● **WHAT IS ASKED**
Please rewrite the lines between the one holding "Each instance of the boot sole" and the one holding "(1082, 405)", inclusive, swapping "keypoint" for "marker" and changing nothing else. Return only those lines.

BEGIN SUPPLIED INFORMATION

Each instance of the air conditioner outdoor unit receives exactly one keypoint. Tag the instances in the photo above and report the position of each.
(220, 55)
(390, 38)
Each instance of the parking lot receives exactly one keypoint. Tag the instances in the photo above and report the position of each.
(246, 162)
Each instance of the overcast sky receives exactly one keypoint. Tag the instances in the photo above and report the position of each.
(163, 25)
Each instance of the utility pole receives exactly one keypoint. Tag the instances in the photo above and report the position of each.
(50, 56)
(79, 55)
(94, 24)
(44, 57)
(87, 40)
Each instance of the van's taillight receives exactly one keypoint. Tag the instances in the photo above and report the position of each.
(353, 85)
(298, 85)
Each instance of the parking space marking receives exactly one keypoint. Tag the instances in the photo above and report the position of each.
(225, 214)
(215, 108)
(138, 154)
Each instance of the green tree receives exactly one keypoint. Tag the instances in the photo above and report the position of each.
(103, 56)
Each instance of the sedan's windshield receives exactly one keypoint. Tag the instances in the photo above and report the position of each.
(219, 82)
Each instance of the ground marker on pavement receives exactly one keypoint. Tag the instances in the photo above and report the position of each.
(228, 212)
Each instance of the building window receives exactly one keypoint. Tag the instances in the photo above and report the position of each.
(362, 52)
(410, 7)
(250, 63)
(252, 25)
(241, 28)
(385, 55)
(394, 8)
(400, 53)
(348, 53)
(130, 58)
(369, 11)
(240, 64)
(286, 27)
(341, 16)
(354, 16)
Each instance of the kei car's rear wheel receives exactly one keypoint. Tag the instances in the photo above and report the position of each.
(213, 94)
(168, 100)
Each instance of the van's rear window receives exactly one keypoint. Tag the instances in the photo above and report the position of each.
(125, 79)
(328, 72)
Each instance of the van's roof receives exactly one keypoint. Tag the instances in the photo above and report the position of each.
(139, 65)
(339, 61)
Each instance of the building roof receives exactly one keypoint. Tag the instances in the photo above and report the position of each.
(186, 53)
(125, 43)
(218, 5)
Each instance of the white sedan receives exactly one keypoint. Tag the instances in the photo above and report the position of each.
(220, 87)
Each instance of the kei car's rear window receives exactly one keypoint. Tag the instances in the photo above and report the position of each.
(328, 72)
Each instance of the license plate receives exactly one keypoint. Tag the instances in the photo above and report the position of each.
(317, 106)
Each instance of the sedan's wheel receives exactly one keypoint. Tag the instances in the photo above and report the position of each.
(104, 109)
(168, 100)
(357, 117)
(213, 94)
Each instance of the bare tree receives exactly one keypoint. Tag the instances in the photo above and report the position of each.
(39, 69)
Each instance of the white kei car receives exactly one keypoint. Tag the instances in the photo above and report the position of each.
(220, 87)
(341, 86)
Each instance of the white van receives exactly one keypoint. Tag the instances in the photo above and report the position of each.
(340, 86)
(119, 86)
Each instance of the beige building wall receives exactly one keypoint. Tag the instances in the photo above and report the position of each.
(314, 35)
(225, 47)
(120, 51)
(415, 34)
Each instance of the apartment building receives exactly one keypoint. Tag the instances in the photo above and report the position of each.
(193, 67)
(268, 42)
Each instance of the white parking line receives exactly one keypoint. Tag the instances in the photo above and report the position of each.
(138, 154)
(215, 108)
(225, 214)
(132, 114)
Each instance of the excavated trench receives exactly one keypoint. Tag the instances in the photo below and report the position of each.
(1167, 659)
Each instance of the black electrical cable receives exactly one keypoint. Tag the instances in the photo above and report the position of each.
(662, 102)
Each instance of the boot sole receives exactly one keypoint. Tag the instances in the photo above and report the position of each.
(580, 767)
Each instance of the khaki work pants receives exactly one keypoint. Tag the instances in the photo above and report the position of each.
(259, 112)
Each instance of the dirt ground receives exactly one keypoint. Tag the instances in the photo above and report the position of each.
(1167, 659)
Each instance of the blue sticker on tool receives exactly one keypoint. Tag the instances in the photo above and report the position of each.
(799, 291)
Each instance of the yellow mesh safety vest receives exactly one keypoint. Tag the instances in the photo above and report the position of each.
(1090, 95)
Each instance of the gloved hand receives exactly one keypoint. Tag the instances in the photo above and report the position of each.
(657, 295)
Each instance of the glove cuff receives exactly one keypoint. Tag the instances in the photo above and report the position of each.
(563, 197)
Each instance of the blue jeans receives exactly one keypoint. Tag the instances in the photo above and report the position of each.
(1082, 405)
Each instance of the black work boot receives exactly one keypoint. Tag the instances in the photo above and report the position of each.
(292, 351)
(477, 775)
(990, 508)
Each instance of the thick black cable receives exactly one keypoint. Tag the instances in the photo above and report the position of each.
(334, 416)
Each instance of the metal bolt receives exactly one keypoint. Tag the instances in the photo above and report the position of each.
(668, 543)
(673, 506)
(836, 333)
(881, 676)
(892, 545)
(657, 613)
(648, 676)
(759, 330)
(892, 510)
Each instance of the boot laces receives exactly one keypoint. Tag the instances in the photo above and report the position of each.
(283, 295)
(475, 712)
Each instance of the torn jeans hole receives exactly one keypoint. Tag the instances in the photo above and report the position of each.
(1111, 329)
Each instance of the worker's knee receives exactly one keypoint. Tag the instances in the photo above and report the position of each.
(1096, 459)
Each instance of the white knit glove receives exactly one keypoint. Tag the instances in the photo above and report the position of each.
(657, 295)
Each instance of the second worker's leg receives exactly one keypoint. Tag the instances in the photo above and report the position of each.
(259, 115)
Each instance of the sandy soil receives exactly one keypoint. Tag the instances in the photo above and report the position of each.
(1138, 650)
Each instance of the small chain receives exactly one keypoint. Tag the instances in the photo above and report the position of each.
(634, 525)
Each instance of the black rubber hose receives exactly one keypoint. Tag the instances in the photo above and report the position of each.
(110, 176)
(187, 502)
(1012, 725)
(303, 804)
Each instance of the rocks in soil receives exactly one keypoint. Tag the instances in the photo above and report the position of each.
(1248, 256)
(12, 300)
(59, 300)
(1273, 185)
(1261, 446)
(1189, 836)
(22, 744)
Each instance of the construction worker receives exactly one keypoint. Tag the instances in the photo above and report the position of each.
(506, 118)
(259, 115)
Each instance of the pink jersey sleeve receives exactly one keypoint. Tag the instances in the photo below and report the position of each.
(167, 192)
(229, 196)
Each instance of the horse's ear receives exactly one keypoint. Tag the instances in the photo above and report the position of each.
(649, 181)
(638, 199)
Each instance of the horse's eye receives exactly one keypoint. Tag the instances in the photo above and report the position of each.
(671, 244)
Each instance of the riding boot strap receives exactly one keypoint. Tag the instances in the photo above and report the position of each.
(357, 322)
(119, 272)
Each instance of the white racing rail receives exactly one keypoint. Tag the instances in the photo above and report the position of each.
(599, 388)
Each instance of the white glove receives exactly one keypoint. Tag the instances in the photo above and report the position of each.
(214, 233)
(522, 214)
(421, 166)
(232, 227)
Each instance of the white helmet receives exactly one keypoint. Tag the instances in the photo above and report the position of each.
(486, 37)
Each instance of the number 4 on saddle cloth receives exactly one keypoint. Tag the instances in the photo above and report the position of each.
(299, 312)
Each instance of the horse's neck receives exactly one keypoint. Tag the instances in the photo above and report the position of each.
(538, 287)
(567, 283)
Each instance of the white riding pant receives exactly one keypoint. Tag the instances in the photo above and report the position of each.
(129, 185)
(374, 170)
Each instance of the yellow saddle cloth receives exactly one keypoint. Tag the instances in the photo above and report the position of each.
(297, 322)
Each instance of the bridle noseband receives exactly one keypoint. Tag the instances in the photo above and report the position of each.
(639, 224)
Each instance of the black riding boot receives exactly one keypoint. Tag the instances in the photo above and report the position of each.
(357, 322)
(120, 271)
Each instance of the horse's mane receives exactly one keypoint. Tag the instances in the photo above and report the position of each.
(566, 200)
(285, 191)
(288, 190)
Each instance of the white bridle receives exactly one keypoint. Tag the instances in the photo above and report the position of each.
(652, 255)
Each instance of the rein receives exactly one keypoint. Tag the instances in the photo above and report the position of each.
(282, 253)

END SUPPLIED INFORMATION

● **ANSWER TO THIS TASK**
Each instance of the boot sole receives exactly one marker. Tag the instances in the photo above and report the position of each.
(580, 767)
Each instance of the khaki work pants receives exactly one marker. Tag the instances in the photo above and report the position of each.
(259, 112)
Each instance of the dirt ground receives exactly one marker. Tag the instances in the photo above and report the position of each.
(1167, 659)
Each instance of the blue sticker on tool receives exactly one marker. Tag the instances in the photo above and report the position of each.
(799, 291)
Each instance of the yellow mesh safety vest receives exactly one marker. Tag the instances in the photo above and report the position of each.
(1090, 95)
Each instance of the gloved hand receives exactly one marker. Tag the instances in the photo above and report the position of each.
(657, 295)
Each instance of the glove cuff receives exactly one marker. Tag the instances in the photo above and report the position of each.
(563, 197)
Each instance of the blue jeans receives exactly one marker. Tag the instances in the photo above and report the position of each.
(1082, 405)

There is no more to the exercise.